### YOUR TASK
Could you copy out, unchanged, the rows below from the line containing "Where can you see the white" through the last row, and nothing else?

### EXTRACTED DATA
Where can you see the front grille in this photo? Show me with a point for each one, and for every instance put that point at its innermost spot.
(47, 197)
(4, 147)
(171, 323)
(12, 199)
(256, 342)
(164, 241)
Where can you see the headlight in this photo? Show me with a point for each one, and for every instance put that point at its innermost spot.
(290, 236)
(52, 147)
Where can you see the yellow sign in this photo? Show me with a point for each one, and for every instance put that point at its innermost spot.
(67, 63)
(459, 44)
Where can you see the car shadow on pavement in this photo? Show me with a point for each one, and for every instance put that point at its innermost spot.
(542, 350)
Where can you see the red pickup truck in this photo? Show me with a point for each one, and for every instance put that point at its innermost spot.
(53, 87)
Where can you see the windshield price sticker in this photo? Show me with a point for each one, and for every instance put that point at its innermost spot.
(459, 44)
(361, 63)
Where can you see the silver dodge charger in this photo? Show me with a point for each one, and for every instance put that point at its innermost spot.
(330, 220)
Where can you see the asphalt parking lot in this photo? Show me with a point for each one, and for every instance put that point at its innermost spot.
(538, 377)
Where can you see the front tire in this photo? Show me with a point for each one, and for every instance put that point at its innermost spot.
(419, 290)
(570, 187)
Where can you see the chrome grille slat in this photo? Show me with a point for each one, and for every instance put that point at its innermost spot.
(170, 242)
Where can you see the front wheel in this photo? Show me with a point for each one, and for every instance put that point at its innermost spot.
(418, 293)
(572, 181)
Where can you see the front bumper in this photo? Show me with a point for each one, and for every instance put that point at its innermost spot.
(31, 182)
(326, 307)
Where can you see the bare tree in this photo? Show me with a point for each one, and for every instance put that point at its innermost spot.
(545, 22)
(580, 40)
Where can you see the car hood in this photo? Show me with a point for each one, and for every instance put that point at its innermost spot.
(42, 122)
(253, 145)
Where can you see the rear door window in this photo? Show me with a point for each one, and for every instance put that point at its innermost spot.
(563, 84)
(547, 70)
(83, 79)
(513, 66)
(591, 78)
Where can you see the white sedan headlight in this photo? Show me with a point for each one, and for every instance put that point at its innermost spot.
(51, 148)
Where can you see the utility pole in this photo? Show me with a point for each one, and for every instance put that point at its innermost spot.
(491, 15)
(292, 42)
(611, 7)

### CORRECT OUTPUT
Where can you see the white sedan headlight in this photo? Show me with a point for each one, and for every instance put that point at its innermost spot.
(51, 148)
Where can you see the utility pole in this photo? Show me with a point for each one, and for every instance put that point at its innermost spot.
(491, 15)
(292, 42)
(611, 7)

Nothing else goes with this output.